AUFGABENSTELLUNG 1:
Geben Sie das Erkenntnis des Verwaltungssenats vollständig und unverändert wieder.

ZITIERTE TEXTSTELLE:
__________________________________________________

VwSen-107946/7/Ki/Ka Linz, am 9. Jänner 2002

DVR.0690392

E R K E N N T N I S

Der unabhängige Verwaltungssenat des Landes Oberösterreich hat durch sein Mitglied Mag. Alfred Kisch über die Berufung der IW, vom 4.11.2001, gegen das Straferkenntnis der Bezirkshauptmannschaft Linz-Land vom 6.7.2001, VerkR96-8440-2000-K, wegen Übertretungen der StVO 1960, des FSG 1997 und des KFG 1967, nach Durchführung einer mündlichen Berufungsverhandlung am 8.1.2002 durch sofortige Verkündung zu Recht erkannt:

I. Hinsichtlich Faktum 1 wird der Berufung Folge gegeben, diesbezüglich wird das angefochtene Straferkenntnis behoben und das Verfahren eingestellt.

Bezüglich der Fakten 2 und 3 wird die Berufung als unbegründet abgewiesen, diesbezüglich wird das angefochtene Straferkenntnis mit der Maßgabe bestätigt, dass die Geldstrafen hinsichtlich Faktum 2 mit 363,36 EUR (entspricht 5.000,00 ATS) und hinsichtlich Faktum 3 mit 36,34 EUR (entspricht 500,00 ATS) beziffert werden.

__________________________________________________

Auszüge aus einem Zeigedatensatz
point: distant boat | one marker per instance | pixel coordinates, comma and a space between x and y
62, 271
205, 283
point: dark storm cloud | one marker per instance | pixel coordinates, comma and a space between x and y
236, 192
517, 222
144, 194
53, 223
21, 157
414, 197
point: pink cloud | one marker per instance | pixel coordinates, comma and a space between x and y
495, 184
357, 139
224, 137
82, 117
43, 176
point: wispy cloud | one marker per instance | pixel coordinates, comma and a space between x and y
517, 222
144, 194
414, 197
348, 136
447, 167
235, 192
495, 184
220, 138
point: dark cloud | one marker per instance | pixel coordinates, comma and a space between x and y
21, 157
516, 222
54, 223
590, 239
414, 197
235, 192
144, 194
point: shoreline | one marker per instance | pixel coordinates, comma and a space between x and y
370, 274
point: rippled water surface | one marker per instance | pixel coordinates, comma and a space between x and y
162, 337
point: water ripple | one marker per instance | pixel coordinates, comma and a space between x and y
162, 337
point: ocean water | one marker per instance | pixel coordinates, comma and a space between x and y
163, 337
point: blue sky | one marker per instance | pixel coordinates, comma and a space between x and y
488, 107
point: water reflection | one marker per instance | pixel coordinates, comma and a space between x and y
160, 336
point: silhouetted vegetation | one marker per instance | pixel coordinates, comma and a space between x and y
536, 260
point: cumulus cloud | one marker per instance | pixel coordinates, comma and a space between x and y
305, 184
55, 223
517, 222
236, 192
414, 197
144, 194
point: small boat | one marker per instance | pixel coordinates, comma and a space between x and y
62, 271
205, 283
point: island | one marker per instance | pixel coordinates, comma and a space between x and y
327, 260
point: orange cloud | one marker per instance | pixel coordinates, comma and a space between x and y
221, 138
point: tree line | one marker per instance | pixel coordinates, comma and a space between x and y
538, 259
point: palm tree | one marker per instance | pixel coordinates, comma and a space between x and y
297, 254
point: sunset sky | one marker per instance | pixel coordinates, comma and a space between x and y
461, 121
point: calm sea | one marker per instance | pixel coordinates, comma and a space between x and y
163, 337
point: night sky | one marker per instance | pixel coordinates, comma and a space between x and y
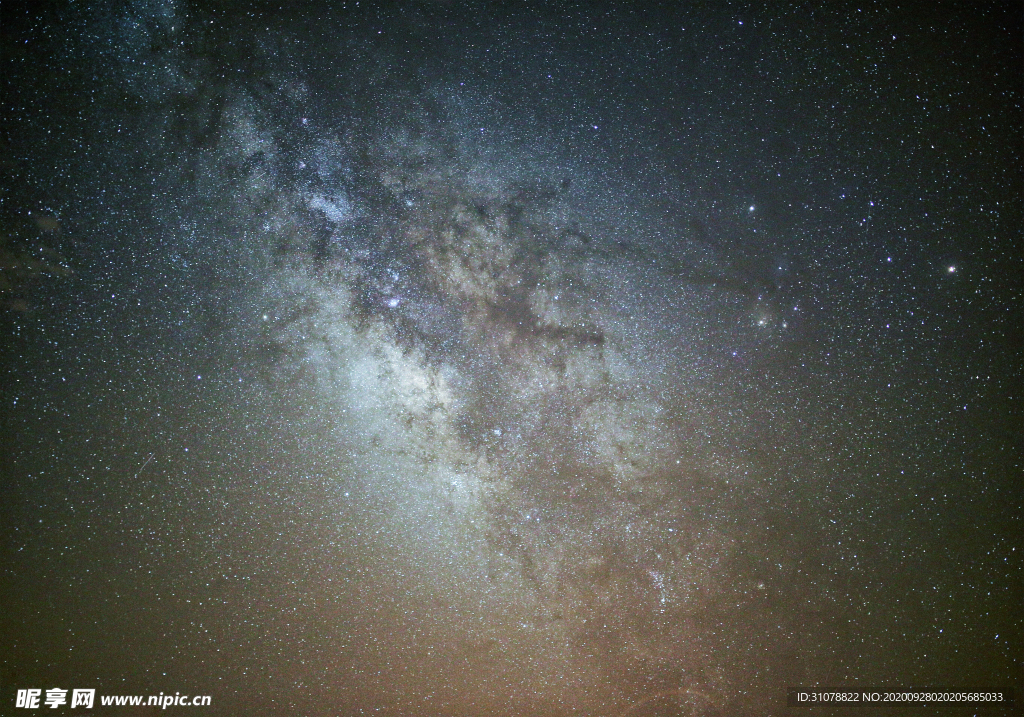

__________________________________________________

AUFGABENSTELLUNG 2:
Addieren Sie -17 zu jedem Koordinatenwert in der Auflistung und geben Sie die betreffenden Zeilen vollständig erneut aus, auch jene ohne Koordinaten. Beginnen Sie bei der Zeile mit „point: palm tree“, hören Sie nach dem Ende der Auflistung auf und lassen Sie die Bilder weg.

ENDERGEBNIS 1:
VwSen-107946/7/Ki/Ka Linz, am 9. Jänner 2002

DVR.0690392

E R K E N N T N I S

Der unabhängige Verwaltungssenat des Landes Oberösterreich hat durch sein Mitglied Mag. Alfred Kisch über die Berufung der IW, vom 4.11.2001, gegen das Straferkenntnis der Bezirkshauptmannschaft Linz-Land vom 6.7.2001, VerkR96-8440-2000-K, wegen Übertretungen der StVO 1960, des FSG 1997 und des KFG 1967, nach Durchführung einer mündlichen Berufungsverhandlung am 8.1.2002 durch sofortige Verkündung zu Recht erkannt:

I. Hinsichtlich Faktum 1 wird der Berufung Folge gegeben, diesbezüglich wird das angefochtene Straferkenntnis behoben und das Verfahren eingestellt.

Bezüglich der Fakten 2 und 3 wird die Berufung als unbegründet abgewiesen, diesbezüglich wird das angefochtene Straferkenntnis mit der Maßgabe bestätigt, dass die Geldstrafen hinsichtlich Faktum 2 mit 363,36 EUR (entspricht 5.000,00 ATS) und hinsichtlich Faktum 3 mit 36,34 EUR (entspricht 500,00 ATS) beziffert werden.

ENDERGEBNIS 2:
point: palm tree | one marker per instance | pixel coordinates, comma and a space between x and y
280, 237
point: sunset sky | one marker per instance | pixel coordinates, comma and a space between x and y
444, 104
point: calm sea | one marker per instance | pixel coordinates, comma and a space between x and y
146, 320
point: night sky | one marker per instance | pixel coordinates, comma and a space between x and y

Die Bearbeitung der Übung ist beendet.